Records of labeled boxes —
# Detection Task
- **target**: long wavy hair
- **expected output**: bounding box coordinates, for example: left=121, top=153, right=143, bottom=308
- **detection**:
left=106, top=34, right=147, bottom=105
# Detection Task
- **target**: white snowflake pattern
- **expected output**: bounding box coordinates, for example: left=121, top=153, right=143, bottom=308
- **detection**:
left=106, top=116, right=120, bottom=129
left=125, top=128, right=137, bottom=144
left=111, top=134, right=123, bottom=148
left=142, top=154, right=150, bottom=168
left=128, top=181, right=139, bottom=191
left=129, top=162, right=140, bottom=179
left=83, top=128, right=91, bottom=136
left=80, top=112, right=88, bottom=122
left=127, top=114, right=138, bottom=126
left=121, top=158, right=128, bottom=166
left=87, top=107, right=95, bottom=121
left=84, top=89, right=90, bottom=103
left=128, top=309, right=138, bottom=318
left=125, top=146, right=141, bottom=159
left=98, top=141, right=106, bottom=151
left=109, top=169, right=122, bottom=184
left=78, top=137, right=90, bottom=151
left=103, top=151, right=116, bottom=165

Do this —
Render the entries above as a two-column CSV with the header row "entry_text,answer". Give one row per entry, with the entry's text and its answer each in a single quoted field and line breaks replaced by spaces.

Answer for this exercise —
entry_text,answer
"# Detection Task - **target**: long wavy hair - **expected output**: bounding box coordinates, for example: left=121, top=153, right=143, bottom=308 - **detection**:","left=106, top=34, right=147, bottom=105"
"# Detection Task - **target**: white snowflake pattern - **expected output**: bounding box coordinates, for example: left=121, top=153, right=143, bottom=308 - **detection**:","left=106, top=116, right=120, bottom=129 left=125, top=128, right=137, bottom=144 left=111, top=134, right=123, bottom=148 left=142, top=154, right=150, bottom=168 left=128, top=181, right=139, bottom=191 left=129, top=162, right=140, bottom=179 left=83, top=128, right=91, bottom=136 left=80, top=112, right=88, bottom=122 left=127, top=114, right=138, bottom=126 left=121, top=158, right=128, bottom=166 left=87, top=107, right=95, bottom=121 left=84, top=89, right=90, bottom=103 left=128, top=309, right=138, bottom=318 left=125, top=146, right=141, bottom=159 left=98, top=141, right=106, bottom=151 left=109, top=169, right=122, bottom=184 left=78, top=137, right=90, bottom=151 left=103, top=151, right=116, bottom=165"